SOURCE INFORMATION: Begin
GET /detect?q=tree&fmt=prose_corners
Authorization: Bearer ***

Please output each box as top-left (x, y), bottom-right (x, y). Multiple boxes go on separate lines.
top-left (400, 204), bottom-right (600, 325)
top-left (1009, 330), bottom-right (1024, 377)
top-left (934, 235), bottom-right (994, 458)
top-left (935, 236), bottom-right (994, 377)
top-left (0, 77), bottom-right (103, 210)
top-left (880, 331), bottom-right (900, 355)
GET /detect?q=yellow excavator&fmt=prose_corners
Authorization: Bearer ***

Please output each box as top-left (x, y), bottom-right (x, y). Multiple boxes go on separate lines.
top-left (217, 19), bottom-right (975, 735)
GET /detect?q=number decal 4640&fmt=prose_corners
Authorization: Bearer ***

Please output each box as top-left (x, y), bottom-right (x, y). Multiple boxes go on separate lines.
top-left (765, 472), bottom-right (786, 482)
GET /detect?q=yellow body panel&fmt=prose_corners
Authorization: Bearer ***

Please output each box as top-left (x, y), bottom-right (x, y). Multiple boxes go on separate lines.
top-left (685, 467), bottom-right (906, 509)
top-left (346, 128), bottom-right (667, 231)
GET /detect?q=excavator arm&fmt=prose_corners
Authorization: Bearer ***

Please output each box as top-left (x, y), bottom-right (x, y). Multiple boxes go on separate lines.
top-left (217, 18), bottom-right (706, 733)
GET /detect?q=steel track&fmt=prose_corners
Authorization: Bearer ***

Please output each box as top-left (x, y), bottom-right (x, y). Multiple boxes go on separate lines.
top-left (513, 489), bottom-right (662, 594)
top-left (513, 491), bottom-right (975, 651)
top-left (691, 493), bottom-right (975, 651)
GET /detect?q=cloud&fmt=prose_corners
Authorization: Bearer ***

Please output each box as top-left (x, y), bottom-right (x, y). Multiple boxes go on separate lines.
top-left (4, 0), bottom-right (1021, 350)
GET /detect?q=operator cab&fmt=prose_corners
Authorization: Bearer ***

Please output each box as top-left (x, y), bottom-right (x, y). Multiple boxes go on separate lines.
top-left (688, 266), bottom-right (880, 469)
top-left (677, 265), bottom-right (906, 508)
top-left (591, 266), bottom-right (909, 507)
SOURCE INFORMATION: End
PROBLEM DESCRIPTION =
Working through the data above, find every line holding "yellow" and copy it.

EXERCISE SOLUTION =
GET /detect?q=yellow excavator&fmt=prose_corners
GET /detect?q=yellow body panel&fmt=prose_corners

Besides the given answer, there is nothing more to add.